What is required:
Rewrite the data below, replacing "one line for each instance" with "a separate line per instance" wherever it occurs and leaving every other word unchanged.

Data provided:
^^^^^^^^^^^^^^^^

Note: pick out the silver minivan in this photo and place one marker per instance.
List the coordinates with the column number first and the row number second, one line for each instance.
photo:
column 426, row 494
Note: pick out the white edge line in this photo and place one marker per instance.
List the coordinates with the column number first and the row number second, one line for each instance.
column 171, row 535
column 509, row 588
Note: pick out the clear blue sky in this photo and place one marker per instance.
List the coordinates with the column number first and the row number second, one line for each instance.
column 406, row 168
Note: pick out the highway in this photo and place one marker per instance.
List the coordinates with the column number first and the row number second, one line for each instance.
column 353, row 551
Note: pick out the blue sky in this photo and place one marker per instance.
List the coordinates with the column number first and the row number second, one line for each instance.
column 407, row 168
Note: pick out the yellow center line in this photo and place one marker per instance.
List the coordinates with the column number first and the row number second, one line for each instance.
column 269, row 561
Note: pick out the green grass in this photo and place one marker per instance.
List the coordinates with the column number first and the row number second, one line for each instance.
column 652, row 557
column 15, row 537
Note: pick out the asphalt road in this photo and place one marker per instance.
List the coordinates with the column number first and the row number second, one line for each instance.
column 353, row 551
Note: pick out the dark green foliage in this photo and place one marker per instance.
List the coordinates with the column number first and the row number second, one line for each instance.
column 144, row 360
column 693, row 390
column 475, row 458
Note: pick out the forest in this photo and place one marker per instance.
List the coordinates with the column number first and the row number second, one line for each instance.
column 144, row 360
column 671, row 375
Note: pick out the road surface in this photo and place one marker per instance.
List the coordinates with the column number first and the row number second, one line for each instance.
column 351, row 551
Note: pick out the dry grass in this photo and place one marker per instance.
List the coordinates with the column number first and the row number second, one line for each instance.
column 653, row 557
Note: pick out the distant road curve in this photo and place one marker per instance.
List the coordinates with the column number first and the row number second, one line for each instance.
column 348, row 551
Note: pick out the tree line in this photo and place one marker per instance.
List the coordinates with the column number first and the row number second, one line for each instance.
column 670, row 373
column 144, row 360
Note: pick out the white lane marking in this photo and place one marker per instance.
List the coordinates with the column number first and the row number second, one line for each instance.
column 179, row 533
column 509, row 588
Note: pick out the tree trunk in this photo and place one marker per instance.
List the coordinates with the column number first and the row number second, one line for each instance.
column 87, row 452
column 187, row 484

^^^^^^^^^^^^^^^^

Correct result:
Note: pick out the silver minivan in this photo and place one marker per instance.
List the coordinates with the column number first and the row number second, a separate line per instance.
photo:
column 426, row 494
Note: pick out the white edge line in this photo and place one marker per instance.
List the coordinates with the column number first and the row number second, a separate line per instance.
column 171, row 535
column 509, row 588
Note: pick out the clear blue sky in this photo and place one marker per instance.
List the coordinates with the column number first and the row number second, a separate line per instance.
column 406, row 168
Note: pick out the highway in this photo and place one marker per instance.
List the coordinates with the column number first and the row number second, a separate line per instance.
column 353, row 551
Note: pick out the blue sky in this photo and place one marker per instance.
List the coordinates with the column number first and the row number second, a separate line per instance.
column 407, row 168
Note: pick out the yellow center line in this photo and place one marker per instance.
List the coordinates with the column number first and the row number second, a separate line per instance.
column 269, row 561
Note: pick out the green grass in this photo and place one marker per instance.
List the coordinates with the column number first and the row number second, a separate line per instance.
column 652, row 557
column 15, row 537
Note: pick out the asphalt road in this photo and place one marker per instance.
List the coordinates with the column number first and the row number second, a separate line per instance.
column 353, row 551
Note: pick out the dark green foliage in this photo and place one marker per instance.
List the coordinates with the column number first and the row number second, a separate line per instance.
column 144, row 360
column 693, row 390
column 475, row 458
Note: pick out the forest in this photo and place one marker per instance.
List the coordinates with the column number first and the row number second, a separate line per instance.
column 144, row 360
column 671, row 375
Note: pick out the road surface in this photo and place one marker per instance.
List the coordinates with the column number first and the row number second, a separate line per instance.
column 351, row 551
Note: pick out the dry grass in this photo and place one marker per instance.
List the coordinates with the column number first and the row number second, a separate line per instance.
column 653, row 557
Note: pick out the distant road curve in this photo and place one marker per instance.
List the coordinates with the column number first and the row number second, a separate line per instance.
column 348, row 551
Note: pick out the tree line in this photo and place one marker per instance.
List the coordinates with the column number first and the row number second, a separate line per instance.
column 670, row 373
column 144, row 360
Note: pick out the white lane marking in this photo and place one marker per instance.
List the coordinates with the column number first and the row number second, a separate line per instance.
column 179, row 533
column 509, row 588
Note: pick out the tree trunk in this photo and place one marker per instance.
List the coordinates with the column number first and the row number second, a separate line per instance.
column 87, row 452
column 187, row 484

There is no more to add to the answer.